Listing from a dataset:
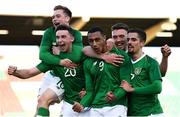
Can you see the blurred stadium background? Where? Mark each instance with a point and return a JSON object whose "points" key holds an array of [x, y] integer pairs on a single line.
{"points": [[23, 22]]}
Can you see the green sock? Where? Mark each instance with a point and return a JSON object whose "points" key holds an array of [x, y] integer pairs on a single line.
{"points": [[43, 112]]}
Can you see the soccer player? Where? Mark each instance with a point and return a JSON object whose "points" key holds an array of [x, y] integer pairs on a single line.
{"points": [[146, 82], [119, 35], [72, 78], [61, 15], [103, 94]]}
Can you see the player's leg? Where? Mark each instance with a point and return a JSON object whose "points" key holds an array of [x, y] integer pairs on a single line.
{"points": [[44, 101], [49, 93]]}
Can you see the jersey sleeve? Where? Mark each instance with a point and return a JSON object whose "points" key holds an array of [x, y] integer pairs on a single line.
{"points": [[154, 88], [46, 47], [88, 98], [78, 38], [43, 67], [154, 72]]}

Request:
Please repeat the listing above word for word, leaving out the pictures.

The response:
Can you see the blurred stadium background? Where? Mark each instance with a point and return a JSON object whose "points" key holds an array of [x, y] integer pairs on a single line.
{"points": [[23, 22]]}
Can you see the green sock? Where? Mark each instance with a point and return a JSON object whose "points" key holds an array of [x, y] integer pairs on a single line.
{"points": [[43, 112]]}
Can you see the soccer player? Where? Mark each instance with a point and return a JSON object whose "points" key holds an array of [x, y] integer pairs on a single line.
{"points": [[146, 82], [119, 35], [72, 78], [61, 15], [103, 94]]}
Can you see the player's leg? Where? Mark each instance with a point and return a JSON object whose "points" key holds an array of [x, y] integer pairs on a single line.
{"points": [[44, 101], [49, 93]]}
Can you see the jersey sleeve? Where? Mark each instance with a point and return a JSON object whose "points" key holds an array of [x, y] integer pairs on a single line.
{"points": [[154, 88], [46, 47], [88, 98], [78, 38], [43, 67], [154, 72]]}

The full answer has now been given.